Dataset entries:

■ ■ ■

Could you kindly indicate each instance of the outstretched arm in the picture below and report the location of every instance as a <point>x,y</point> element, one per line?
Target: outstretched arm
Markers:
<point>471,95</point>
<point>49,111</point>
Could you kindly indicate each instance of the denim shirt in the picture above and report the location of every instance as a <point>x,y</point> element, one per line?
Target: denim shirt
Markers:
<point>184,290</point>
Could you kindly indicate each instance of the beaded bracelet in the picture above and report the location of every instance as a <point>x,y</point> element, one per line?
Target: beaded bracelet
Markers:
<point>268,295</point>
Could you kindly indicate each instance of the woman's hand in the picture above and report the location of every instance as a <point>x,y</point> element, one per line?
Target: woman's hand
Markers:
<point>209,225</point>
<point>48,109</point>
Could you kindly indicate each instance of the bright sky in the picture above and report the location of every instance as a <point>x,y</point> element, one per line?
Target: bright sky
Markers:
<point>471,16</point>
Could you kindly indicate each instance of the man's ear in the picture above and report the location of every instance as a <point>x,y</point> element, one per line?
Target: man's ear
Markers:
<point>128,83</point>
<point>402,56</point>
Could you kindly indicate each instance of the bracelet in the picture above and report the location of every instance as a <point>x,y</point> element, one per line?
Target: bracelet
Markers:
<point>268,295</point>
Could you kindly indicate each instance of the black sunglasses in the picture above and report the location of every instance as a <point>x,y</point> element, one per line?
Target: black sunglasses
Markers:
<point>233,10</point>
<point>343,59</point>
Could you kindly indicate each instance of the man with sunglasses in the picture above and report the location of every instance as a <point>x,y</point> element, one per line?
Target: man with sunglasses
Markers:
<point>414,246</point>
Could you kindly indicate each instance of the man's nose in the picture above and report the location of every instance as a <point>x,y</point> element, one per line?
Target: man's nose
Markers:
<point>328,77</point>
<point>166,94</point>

■ ■ ■

## What you need to do
Give the records again, complete and exact.

## Result for this task
Could you kindly indicate each instance of the outstretched arm in the picture below and report the location of every instance as a <point>x,y</point> element, one per line?
Target: outstretched arm
Markers:
<point>471,95</point>
<point>49,111</point>
Could you kindly indicate each instance of the denim shirt in the picture above and report the location of every instance as a <point>x,y</point> element, one per line?
Target: denim shirt
Markers:
<point>184,290</point>
Could you kindly indicate each instance of the beaded bracelet in the picture above and report the location of every instance as a <point>x,y</point> element, one per line?
Target: beaded bracelet
Markers:
<point>268,295</point>
Could you kindly indicate each instance of the woman's hand in the picture above and report the location of every instance as a <point>x,y</point> element, one per line?
Target: woman's hand
Markers:
<point>209,225</point>
<point>48,109</point>
Could you kindly indicate each instance of the bright sky in the picture above and report the location of every instance as a <point>x,y</point> element, one per line?
Target: bright sky
Markers:
<point>471,16</point>
Could you kindly indicate each instance of the man's ear in the picture above and report the location of every instance as a <point>x,y</point> element, one per line?
Target: man's ear
Markers:
<point>128,83</point>
<point>402,56</point>
Could you kindly indicate each instance of the bracelet in the picture above and report the location of every instance as a <point>x,y</point> element, one per line?
Target: bracelet
Markers:
<point>268,295</point>
Could you kindly indicate each instance of the black sunglasses in the picture above and report the location of every instance as a <point>x,y</point> element, one per line?
Target: black sunglasses
Markers:
<point>233,10</point>
<point>343,59</point>
Could you kindly indicate each instance of the man with sunglasses in the picture above and report the location of every instance as a <point>x,y</point> element, one per line?
Target: man with sunglasses
Markers:
<point>414,246</point>
Could you kindly indicate each instance of the man's nose in the picture above and report the location of every instance as a <point>x,y</point> element, one per line?
Target: man's nose
Markers:
<point>328,77</point>
<point>166,94</point>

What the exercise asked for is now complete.